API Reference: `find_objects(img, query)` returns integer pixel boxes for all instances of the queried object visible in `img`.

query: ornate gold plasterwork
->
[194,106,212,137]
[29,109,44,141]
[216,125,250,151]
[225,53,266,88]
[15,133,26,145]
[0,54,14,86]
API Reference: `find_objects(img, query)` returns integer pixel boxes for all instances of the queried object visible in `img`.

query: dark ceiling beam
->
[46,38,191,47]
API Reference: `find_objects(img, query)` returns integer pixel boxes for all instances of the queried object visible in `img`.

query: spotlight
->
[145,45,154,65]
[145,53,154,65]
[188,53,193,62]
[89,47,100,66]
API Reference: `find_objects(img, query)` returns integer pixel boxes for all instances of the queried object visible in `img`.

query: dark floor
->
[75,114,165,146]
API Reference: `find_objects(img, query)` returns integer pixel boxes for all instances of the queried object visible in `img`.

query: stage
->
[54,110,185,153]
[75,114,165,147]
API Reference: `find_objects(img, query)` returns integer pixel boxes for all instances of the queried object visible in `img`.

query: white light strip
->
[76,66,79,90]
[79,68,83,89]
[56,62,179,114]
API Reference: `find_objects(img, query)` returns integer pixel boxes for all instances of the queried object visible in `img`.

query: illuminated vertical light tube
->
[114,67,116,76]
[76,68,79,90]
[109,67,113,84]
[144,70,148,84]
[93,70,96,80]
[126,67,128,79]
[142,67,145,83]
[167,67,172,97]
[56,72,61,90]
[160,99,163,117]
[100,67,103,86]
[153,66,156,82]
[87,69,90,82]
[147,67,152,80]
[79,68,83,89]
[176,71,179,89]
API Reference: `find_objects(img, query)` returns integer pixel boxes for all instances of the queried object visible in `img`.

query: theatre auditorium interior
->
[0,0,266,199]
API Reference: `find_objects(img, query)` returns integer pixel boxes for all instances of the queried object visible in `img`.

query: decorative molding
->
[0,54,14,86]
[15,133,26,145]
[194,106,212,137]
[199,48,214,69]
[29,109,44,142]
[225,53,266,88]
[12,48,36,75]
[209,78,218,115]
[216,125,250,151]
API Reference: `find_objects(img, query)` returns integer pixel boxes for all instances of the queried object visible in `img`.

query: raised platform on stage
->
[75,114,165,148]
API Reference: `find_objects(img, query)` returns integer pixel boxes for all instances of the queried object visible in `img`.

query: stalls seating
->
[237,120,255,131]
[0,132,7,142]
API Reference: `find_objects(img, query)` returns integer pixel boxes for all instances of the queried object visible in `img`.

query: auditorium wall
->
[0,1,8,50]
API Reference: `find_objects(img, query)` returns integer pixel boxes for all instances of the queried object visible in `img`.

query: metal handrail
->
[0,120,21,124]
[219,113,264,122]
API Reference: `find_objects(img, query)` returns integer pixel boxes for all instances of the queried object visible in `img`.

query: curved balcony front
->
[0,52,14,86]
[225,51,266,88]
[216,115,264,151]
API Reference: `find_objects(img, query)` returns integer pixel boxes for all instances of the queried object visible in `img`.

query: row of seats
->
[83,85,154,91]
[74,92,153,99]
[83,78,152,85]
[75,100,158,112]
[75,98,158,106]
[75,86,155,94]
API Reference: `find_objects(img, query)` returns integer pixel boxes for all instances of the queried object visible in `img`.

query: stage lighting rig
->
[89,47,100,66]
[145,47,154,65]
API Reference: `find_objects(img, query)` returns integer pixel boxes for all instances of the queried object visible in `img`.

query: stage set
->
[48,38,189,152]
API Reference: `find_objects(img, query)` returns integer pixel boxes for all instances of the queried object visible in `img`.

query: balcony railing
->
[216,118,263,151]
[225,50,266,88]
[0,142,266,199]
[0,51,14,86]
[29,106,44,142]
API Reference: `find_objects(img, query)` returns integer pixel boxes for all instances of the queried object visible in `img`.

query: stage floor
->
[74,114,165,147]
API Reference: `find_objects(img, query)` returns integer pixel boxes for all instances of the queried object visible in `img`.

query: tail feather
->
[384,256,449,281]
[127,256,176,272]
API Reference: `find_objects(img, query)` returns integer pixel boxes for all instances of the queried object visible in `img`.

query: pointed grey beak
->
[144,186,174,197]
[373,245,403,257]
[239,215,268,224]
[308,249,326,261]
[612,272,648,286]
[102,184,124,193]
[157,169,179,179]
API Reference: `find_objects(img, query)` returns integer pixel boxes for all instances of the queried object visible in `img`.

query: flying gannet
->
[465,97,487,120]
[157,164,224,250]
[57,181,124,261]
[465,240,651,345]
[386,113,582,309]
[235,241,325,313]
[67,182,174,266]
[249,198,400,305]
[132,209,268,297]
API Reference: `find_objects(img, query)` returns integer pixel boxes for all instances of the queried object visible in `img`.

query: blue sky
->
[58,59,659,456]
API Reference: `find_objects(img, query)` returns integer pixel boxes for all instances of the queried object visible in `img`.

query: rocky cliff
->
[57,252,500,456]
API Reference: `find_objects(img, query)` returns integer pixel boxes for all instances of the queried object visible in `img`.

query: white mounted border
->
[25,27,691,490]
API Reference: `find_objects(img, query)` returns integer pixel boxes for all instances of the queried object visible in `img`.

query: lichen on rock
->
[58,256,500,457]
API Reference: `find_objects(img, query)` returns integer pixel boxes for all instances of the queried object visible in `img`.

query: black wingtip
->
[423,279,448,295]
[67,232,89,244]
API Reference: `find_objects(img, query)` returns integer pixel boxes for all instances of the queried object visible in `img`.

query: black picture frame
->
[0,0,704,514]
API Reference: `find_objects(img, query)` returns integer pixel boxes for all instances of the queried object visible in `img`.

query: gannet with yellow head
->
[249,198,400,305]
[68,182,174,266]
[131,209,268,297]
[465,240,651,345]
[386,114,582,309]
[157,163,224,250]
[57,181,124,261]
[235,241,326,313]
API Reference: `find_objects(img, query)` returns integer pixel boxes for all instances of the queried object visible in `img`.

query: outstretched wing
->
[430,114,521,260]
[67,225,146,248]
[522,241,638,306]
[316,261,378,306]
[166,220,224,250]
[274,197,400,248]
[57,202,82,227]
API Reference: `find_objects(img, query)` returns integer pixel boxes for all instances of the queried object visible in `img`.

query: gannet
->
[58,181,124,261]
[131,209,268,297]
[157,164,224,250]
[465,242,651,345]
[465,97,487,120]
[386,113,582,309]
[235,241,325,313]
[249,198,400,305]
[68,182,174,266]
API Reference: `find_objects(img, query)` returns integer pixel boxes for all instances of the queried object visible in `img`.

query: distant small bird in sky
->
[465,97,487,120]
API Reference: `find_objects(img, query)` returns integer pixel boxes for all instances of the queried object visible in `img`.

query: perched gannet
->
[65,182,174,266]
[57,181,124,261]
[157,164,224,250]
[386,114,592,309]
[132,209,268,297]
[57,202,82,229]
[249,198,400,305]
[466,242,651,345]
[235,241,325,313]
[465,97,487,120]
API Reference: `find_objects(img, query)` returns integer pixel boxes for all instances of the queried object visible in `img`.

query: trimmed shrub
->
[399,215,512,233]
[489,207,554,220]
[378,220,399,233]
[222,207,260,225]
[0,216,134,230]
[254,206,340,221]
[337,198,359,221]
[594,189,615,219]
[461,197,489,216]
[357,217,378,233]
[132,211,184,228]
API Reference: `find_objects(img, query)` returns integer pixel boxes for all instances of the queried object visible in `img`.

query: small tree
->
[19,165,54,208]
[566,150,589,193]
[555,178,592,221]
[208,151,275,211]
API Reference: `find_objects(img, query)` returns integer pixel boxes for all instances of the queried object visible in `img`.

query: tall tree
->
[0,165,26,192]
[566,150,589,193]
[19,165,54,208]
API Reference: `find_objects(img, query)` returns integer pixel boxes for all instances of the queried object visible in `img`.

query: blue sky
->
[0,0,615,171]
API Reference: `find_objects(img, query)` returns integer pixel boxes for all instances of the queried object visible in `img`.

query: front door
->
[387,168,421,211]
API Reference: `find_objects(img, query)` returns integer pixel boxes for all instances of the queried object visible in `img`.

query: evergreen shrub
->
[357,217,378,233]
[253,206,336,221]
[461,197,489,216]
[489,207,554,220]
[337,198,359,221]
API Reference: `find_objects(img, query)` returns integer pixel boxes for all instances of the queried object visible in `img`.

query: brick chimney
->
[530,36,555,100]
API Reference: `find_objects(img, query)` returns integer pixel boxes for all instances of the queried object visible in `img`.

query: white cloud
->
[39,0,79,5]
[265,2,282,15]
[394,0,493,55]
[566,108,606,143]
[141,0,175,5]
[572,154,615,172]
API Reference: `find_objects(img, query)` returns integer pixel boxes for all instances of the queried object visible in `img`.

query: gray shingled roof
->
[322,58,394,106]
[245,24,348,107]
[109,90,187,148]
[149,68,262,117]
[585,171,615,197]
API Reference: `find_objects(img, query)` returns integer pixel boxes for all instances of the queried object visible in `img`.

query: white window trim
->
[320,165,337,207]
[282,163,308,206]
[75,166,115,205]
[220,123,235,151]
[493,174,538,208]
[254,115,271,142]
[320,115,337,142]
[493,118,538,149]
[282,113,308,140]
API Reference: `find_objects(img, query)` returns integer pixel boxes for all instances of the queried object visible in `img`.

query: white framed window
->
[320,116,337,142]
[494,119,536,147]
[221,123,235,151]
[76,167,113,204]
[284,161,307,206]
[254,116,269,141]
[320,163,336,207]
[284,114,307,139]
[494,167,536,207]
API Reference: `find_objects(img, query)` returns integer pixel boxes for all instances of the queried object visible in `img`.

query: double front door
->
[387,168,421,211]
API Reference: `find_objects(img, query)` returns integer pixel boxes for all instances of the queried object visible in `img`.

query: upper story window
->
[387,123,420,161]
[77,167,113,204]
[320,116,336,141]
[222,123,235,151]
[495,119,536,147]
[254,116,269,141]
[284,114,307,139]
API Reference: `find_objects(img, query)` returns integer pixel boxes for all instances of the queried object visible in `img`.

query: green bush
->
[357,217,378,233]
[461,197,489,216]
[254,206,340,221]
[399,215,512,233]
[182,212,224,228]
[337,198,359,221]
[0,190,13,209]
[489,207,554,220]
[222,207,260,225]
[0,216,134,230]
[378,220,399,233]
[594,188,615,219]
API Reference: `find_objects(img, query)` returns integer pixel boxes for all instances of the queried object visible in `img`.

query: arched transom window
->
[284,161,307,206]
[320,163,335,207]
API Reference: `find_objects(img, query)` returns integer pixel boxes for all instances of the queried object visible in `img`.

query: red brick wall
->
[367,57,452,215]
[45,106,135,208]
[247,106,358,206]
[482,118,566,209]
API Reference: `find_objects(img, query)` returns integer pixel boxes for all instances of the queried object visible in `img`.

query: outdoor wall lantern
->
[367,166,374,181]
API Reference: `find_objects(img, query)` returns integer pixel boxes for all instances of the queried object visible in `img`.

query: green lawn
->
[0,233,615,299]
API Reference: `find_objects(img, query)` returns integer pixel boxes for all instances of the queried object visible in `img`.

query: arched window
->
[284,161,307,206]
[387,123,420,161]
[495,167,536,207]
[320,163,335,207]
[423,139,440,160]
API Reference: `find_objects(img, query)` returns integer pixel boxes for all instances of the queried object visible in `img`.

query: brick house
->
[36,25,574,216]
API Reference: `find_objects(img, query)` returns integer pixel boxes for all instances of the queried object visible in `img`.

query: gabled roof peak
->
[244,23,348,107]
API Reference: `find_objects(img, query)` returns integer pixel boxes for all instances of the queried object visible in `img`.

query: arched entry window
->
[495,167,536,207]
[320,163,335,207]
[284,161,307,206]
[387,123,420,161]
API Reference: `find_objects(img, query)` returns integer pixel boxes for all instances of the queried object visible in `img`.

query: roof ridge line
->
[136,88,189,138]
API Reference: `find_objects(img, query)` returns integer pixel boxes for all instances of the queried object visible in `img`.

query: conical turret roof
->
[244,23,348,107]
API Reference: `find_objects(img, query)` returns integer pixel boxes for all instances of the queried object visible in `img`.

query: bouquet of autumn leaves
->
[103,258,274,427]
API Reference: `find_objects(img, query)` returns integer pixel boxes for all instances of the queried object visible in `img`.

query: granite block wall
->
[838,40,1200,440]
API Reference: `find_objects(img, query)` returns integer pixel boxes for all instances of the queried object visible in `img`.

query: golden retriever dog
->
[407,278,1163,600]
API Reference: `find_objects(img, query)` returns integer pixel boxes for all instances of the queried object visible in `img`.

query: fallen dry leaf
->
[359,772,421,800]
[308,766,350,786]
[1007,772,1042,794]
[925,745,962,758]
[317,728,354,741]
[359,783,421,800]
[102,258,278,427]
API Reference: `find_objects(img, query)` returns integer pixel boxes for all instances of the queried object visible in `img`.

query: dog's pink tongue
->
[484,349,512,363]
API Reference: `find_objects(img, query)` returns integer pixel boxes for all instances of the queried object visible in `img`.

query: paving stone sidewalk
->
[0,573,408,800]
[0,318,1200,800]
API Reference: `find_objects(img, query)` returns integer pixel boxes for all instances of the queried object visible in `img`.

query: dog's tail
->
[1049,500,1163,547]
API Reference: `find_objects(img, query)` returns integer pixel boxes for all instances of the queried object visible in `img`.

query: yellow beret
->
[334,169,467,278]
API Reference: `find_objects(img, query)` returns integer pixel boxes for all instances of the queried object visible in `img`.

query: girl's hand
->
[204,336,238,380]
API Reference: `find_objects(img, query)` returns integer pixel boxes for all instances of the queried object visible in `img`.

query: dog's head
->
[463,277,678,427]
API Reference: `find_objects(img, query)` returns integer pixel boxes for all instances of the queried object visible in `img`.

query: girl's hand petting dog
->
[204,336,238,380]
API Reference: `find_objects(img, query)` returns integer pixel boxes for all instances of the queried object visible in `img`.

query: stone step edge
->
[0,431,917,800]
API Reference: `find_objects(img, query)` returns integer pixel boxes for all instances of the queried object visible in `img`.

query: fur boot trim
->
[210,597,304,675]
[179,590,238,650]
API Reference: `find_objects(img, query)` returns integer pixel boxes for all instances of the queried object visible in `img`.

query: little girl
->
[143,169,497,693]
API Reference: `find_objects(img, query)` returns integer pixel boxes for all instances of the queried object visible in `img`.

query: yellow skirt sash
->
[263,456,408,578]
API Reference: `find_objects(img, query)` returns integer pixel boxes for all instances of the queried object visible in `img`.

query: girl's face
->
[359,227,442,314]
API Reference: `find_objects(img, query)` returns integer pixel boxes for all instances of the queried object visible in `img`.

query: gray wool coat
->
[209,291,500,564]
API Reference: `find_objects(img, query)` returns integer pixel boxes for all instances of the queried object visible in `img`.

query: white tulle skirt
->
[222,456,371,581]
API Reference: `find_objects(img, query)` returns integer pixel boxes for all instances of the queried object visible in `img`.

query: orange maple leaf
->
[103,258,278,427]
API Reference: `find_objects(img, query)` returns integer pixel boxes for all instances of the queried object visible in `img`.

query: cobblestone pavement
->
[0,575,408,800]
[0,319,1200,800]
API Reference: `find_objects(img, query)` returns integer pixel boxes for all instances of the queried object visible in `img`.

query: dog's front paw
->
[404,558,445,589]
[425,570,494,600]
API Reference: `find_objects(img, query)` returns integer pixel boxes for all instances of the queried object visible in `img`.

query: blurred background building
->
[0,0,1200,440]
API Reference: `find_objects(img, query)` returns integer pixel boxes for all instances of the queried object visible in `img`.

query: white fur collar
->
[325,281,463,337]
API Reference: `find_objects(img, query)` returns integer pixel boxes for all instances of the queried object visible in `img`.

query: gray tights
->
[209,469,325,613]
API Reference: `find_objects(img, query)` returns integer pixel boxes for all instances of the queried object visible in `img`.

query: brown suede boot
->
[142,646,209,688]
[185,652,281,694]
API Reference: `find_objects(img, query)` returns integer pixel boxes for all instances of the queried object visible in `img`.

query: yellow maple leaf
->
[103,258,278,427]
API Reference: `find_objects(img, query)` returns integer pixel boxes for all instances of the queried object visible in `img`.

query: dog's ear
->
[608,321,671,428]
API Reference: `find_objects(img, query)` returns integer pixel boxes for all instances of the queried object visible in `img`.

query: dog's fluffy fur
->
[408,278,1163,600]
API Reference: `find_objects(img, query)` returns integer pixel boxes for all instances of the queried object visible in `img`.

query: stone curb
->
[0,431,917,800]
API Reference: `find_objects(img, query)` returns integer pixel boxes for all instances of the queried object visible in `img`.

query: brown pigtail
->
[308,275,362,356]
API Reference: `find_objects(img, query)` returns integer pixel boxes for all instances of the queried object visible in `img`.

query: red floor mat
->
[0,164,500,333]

**WRITTEN REQUEST:** From the items above, copy every line that contains the string "stage". Case counts.

**THE COMPLETED TASK:**
query: stage
query: raised platform on stage
query: stage lighting rig
query: stage set
query: stage floor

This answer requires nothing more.